*HOW TO COMPLETE THIS TASK*
The full listing, reproduced exactly, is what the response must contain.

*PROVIDED INFORMATION*
- - -

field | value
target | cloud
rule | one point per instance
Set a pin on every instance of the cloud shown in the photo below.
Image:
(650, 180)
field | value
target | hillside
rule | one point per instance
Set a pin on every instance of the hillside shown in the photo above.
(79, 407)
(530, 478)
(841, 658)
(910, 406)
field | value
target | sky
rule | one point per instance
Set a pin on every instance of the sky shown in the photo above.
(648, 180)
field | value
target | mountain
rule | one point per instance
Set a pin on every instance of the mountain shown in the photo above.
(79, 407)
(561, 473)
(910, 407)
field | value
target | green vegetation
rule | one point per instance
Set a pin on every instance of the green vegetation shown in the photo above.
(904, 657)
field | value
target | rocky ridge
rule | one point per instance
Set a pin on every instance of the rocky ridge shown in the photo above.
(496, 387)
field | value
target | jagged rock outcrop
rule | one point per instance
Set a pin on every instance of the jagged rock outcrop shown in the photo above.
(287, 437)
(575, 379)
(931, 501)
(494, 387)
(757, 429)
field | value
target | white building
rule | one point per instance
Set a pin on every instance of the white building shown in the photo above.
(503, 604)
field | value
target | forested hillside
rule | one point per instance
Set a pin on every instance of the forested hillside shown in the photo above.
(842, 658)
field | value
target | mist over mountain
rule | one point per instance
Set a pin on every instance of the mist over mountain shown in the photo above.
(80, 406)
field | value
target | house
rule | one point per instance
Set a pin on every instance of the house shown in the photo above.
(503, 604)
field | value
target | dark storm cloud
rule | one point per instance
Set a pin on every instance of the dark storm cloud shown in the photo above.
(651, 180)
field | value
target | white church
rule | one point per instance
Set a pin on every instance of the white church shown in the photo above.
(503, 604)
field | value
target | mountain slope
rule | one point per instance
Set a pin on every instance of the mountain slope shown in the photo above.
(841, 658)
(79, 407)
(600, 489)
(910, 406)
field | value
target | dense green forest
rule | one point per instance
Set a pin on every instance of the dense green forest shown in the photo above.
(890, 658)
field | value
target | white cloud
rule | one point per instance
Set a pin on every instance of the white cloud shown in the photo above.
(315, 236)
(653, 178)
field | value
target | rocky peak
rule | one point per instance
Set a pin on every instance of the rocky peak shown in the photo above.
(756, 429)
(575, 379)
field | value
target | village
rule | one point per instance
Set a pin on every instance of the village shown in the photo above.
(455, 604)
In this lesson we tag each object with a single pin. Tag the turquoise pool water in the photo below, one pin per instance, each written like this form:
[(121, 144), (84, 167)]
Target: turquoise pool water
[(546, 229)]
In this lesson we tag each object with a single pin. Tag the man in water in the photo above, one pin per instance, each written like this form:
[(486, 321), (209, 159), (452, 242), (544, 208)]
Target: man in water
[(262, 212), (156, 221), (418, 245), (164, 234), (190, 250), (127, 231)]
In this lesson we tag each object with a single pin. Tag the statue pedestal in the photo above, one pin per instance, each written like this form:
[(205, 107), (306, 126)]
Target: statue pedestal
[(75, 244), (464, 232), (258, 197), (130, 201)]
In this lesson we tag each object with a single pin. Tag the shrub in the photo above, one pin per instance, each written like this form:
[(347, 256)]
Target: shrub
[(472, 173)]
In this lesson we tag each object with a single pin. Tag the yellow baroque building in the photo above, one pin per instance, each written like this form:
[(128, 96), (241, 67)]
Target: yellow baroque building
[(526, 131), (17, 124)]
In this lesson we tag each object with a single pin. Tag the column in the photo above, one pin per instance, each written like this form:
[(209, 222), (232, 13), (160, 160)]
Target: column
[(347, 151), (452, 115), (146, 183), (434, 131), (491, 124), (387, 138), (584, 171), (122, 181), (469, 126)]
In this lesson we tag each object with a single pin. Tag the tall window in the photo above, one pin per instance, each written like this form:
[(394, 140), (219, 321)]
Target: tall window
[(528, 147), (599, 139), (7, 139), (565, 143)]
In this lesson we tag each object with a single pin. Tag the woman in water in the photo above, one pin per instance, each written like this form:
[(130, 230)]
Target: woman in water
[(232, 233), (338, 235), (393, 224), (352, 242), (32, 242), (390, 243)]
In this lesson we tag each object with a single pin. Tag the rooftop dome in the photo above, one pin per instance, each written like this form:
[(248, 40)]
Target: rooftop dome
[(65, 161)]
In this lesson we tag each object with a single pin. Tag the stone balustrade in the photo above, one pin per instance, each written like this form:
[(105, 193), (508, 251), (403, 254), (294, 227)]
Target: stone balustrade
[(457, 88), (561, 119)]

- - -

*OUTPUT OF THE EXERCISE*
field | value
target | cloud
rule | one point per instance
Set a pin on every instance of the cloud shown in the photo below.
Image:
(650, 180)
field | value
target | hillside
rule | one point per instance
Set a pin on every instance of the hillside shown in the photo above.
(79, 407)
(530, 478)
(841, 658)
(910, 406)
field | value
target | sky
rule | one point per instance
Set a pin on every instance of the sky shown in the photo above.
(648, 180)
field | value
target | mountain
rule | one point per instance
Set a pin on every instance of the mountain shown in the photo above.
(79, 407)
(561, 473)
(910, 407)
field | value
target | green vegetation
rule | one point per instance
Set a pin on every instance of the green vegetation shown in the photo above.
(904, 657)
field | value
target | rocky ridge
rule | one point per instance
Set a pin on every instance of the rocky ridge shown in the photo above.
(496, 387)
field | value
target | jagged rock outcrop
rule | one point per instance
Set a pin on every instance of the jagged rock outcrop shown in the photo above.
(287, 437)
(575, 379)
(931, 501)
(494, 387)
(757, 429)
field | value
target | white building
rule | one point per instance
Set a pin on every instance of the white building shown in the photo above.
(503, 604)
field | value
target | forested hillside
rule | one point per instance
Set a pin on every instance of the forested hillside shown in the photo above.
(842, 658)
field | value
target | mist over mountain
rule | one point per instance
Set a pin on every instance of the mist over mountain shown in the photo above.
(80, 406)
field | value
target | house
rule | one point per instance
Set a pin on every instance of the house shown in the photo above.
(503, 604)
field | value
target | dark storm cloud
rule | one point per instance
Set a pin on every instance of the dark storm cloud shown in the photo above.
(651, 180)
field | value
target | white church
rule | one point per instance
Set a pin on every instance of the white church shown in the photo above.
(503, 604)
field | value
target | mountain slope
rule | one point per instance
Set a pin on every instance of the mountain slope shown in the photo above.
(841, 658)
(79, 407)
(600, 489)
(910, 406)
field | value
target | dense green forest
rule | one point per instance
Set a pin on every instance of the dense green forest shown in the photo above.
(890, 658)
field | value
target | white cloud
rule | one point per instance
Set a pin on every instance of the white cloud shown in the photo above.
(315, 236)
(653, 178)
field | value
target | rocky peak
rule | one point per instance
Set a pin on every instance of the rocky peak shown in the photo above.
(756, 429)
(575, 379)
field | value
target | village
rule | one point per instance
Set a pin on every instance of the village shown in the photo above.
(455, 604)
In this lesson we tag each object with a single pin. Tag the turquoise pool water in the photo below, one pin per instance, each written like this form:
[(121, 144), (84, 167)]
Target: turquoise pool water
[(546, 229)]
In this lesson we tag each object with a single pin. Tag the man in water in the photo above, one pin per instance, each written like this form:
[(486, 321), (209, 159), (452, 242), (544, 208)]
Target: man in water
[(262, 212), (156, 221), (418, 245), (164, 234), (190, 250), (127, 231)]
In this lesson we tag each object with a single pin. Tag the statue pedestal in the photo above, one pin per instance, each written like this form:
[(205, 107), (306, 126)]
Target: statue pedestal
[(75, 244), (464, 232), (258, 197), (130, 201)]
In this lesson we tag each object with a single pin. Tag the shrub in the photo above, one pin per instance, each written like this form:
[(347, 256)]
Target: shrub
[(472, 173)]
In this lesson we tag each object with a single pin. Tag the yellow baroque building in the photo above, one pin per instance, each written like this form:
[(128, 96), (241, 67)]
Target: yellow baroque building
[(526, 131), (17, 124)]
In this lesson we tag each object with a single pin. Tag the column in the photo above, one pin per instance, each written like this form:
[(209, 222), (232, 13), (160, 160)]
Target: column
[(347, 151), (452, 115), (146, 183), (434, 131), (491, 124), (387, 138), (584, 171), (122, 181), (469, 126)]
In this lesson we tag each object with a single pin. Tag the tall window in the photo above, one pin per instance, each written like this form:
[(394, 140), (219, 321)]
Target: tall window
[(528, 147), (599, 139), (7, 139), (565, 143)]
In this lesson we tag each object with a single pin. Tag the woman in water in the photo above, one pin per instance, each written like this form:
[(130, 230)]
Target: woman in water
[(232, 233), (338, 235), (393, 224), (352, 242), (32, 242), (390, 243)]
In this lesson we tag each object with a single pin. Tag the rooftop dome in the photo above, one pin per instance, each written like this form:
[(248, 40)]
Target: rooftop dome
[(65, 161)]
In this lesson we tag each object with a single pin. Tag the stone balustrade in the photo above, one pin per instance, each written like this form:
[(105, 193), (508, 251), (403, 254), (294, 227)]
Target: stone balustrade
[(457, 88), (561, 119)]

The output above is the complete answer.